• **Supplied text**:
* START *
CONCEPT Cited by 1 source
Saturation point (inference latency vs token count)¶
Definition¶
The saturation point is the token-count threshold on a specific (model, inference engine, GPU) triple at which transformer inference latency transitions from the approximately-flat memory-bound regime (dominated by fixed per-request overheads) to the approximately-linear compute-bound regime (dominated by FLOPs). Below the saturation point, adding tokens to a batch adds very little latency; above it, latency scales roughly linearly with total token count (Source: sources/2025-12-18-mongodb-token-count-based-batching-faster-cheaper-embedding-inference).
The flat-then-linear curve¶
Voyage AI's 2025-12-18 profiling of query inference on voyage-3 running on NVIDIA A100 reports "a clear pattern: latency is approximately flat up to a threshold (saturation point) and then becomes approximately linear." For voyage-3 + vLLM + A100 the threshold is ~600 tokens.
Two physical explanations for the shape:
- Below the saturation point, per-request fixed costs dominate: GPU kernel launches, scheduling overhead, memory movement, attention-mask setup, final pooling / normalisation for embeddings. These costs are nearly independent of sequence length. Adding tokens barely moves latency.
* END *
• **Required task a**:
List every line of the listing below that contains the word "arched".

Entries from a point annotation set
* START *
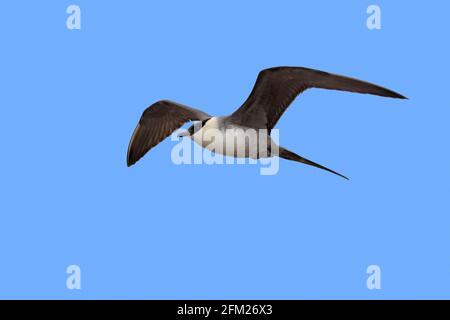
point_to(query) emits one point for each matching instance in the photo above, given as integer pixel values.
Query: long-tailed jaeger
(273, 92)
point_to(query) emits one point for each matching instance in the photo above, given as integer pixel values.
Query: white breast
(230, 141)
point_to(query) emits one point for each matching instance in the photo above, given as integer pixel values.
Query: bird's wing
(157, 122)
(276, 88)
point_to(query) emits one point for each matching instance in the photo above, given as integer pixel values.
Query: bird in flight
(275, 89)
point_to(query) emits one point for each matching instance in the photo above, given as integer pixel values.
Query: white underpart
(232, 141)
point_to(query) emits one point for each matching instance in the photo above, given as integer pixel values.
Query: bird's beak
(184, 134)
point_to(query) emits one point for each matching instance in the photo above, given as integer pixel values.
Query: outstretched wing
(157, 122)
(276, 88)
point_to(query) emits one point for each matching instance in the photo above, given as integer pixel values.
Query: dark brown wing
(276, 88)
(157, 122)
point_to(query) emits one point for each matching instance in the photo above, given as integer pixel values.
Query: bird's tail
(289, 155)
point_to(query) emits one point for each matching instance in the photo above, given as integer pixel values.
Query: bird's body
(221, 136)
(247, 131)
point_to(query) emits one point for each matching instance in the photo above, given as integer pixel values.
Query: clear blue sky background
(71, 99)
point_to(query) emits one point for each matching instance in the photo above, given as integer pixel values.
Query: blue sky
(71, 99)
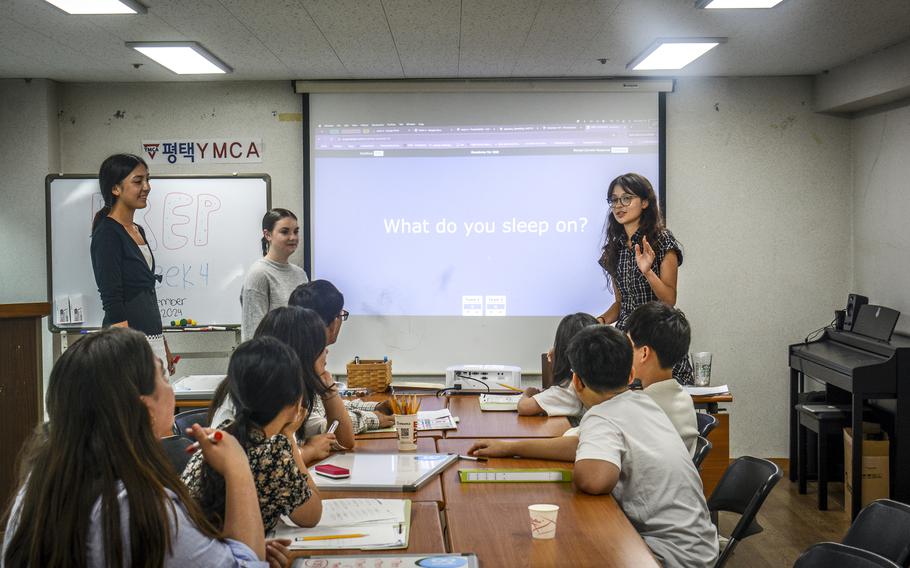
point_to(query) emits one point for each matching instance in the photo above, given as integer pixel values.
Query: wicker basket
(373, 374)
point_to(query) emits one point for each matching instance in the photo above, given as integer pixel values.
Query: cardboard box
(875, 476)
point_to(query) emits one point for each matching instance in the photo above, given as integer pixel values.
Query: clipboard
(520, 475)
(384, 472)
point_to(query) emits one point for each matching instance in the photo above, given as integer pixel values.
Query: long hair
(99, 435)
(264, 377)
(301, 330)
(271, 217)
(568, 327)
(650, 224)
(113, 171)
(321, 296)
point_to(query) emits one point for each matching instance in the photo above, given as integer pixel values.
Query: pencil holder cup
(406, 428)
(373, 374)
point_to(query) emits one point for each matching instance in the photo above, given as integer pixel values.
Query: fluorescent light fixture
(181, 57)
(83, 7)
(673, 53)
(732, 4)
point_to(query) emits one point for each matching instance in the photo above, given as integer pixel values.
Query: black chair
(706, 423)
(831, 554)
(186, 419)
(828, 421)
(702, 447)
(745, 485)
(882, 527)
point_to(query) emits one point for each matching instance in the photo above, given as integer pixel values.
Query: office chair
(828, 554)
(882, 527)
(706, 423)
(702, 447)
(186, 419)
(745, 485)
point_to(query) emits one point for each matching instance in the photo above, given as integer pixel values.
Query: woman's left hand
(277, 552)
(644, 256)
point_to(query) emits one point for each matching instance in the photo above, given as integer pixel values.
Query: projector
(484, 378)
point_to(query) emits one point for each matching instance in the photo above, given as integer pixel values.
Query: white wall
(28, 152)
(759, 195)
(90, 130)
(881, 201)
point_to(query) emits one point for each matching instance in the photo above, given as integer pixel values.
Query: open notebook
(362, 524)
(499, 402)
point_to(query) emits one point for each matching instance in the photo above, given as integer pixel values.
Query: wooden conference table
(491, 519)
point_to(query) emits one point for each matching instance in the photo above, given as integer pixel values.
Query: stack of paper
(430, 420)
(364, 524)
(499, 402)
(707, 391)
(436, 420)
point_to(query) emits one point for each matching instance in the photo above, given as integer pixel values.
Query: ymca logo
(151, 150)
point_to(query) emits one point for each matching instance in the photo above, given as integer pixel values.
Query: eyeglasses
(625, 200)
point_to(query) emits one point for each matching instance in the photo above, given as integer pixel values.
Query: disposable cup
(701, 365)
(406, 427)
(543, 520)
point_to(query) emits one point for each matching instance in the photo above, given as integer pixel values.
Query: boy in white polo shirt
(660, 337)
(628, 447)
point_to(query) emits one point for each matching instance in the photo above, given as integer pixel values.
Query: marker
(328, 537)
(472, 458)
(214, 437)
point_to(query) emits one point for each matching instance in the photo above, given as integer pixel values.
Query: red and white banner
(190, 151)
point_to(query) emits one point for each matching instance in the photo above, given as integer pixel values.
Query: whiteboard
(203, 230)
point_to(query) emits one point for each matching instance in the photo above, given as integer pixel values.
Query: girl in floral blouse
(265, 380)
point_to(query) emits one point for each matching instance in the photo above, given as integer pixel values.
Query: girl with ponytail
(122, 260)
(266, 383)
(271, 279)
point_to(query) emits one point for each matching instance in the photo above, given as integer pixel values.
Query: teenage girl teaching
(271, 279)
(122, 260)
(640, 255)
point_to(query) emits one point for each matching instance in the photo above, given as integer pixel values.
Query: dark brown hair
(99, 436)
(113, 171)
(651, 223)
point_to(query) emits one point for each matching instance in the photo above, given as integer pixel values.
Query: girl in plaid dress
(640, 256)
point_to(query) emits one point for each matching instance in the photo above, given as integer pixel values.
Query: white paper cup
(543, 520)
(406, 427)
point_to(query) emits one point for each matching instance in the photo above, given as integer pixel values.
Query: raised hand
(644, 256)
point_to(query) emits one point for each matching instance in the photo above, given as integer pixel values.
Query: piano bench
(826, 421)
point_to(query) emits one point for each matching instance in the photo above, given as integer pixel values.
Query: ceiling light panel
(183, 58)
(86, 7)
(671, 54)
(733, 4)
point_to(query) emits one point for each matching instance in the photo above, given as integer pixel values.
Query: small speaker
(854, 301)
* END *
* START *
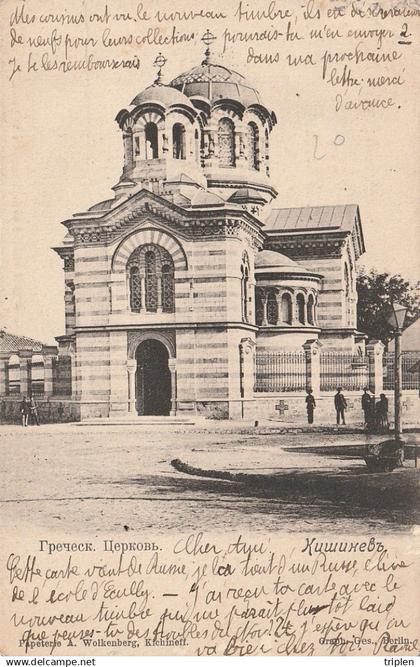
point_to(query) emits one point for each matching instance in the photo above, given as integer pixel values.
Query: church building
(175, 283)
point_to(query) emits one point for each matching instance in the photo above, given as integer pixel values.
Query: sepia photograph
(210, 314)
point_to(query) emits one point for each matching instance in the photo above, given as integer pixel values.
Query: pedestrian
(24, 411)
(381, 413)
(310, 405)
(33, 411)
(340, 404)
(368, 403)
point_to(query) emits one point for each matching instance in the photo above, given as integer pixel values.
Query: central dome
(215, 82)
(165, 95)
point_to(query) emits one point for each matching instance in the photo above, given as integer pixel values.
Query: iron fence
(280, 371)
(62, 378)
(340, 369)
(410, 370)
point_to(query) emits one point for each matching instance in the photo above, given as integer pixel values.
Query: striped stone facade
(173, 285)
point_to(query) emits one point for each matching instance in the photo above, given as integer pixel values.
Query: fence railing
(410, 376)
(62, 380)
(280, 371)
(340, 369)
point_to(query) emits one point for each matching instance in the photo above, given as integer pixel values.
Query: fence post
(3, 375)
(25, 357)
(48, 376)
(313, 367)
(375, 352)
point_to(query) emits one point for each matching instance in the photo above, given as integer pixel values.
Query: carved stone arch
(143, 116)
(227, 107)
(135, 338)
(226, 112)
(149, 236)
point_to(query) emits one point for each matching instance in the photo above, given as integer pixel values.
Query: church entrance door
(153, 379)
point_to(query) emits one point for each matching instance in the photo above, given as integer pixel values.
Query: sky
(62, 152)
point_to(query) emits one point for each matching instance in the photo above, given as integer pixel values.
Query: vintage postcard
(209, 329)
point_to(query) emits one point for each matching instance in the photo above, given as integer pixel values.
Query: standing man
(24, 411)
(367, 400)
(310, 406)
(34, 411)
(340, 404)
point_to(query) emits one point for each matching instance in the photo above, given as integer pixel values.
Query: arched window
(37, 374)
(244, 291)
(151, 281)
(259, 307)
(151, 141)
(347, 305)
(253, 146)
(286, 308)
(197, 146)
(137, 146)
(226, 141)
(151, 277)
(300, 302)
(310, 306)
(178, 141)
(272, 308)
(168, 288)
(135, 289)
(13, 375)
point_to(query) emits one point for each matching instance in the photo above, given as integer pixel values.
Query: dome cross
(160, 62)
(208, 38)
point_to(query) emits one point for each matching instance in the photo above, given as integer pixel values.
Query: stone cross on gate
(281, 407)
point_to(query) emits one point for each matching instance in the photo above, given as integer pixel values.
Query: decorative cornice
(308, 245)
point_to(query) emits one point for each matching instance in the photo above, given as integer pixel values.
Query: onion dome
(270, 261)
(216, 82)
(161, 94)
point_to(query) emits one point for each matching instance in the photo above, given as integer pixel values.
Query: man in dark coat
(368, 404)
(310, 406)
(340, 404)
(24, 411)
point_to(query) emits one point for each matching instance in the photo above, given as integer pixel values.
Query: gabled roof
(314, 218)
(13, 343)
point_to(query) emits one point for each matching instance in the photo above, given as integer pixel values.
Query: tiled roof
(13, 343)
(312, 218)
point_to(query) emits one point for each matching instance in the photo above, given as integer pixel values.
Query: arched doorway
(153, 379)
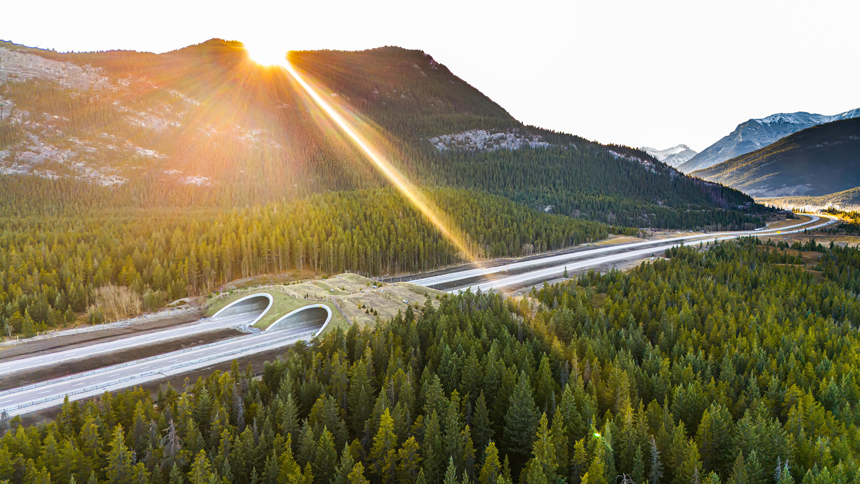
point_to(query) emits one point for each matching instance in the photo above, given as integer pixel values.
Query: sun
* END *
• **Required task b**:
Reproduce the stretch of the saturation point passage from "The flat-then-linear curve¶" through "barely moves latency.", replacing "latency" with "response time" wherever it occurs.

• **Full response a**:
Query: arched window
Query: arched doorway

• **Full response b**:
The flat-then-linear curve¶
Voyage AI's 2025-12-18 profiling of query inference on voyage-3 running on NVIDIA A100 reports "a clear pattern: response time is approximately flat up to a threshold (saturation point) and then becomes approximately linear." For voyage-3 + vLLM + A100 the threshold is ~600 tokens.
Two physical explanations for the shape:
- Below the saturation point, per-request fixed costs dominate: GPU kernel launches, scheduling overhead, memory movement, attention-mask setup, final pooling / normalisation for embeddings. These costs are nearly independent of sequence length. Adding tokens barely moves response time.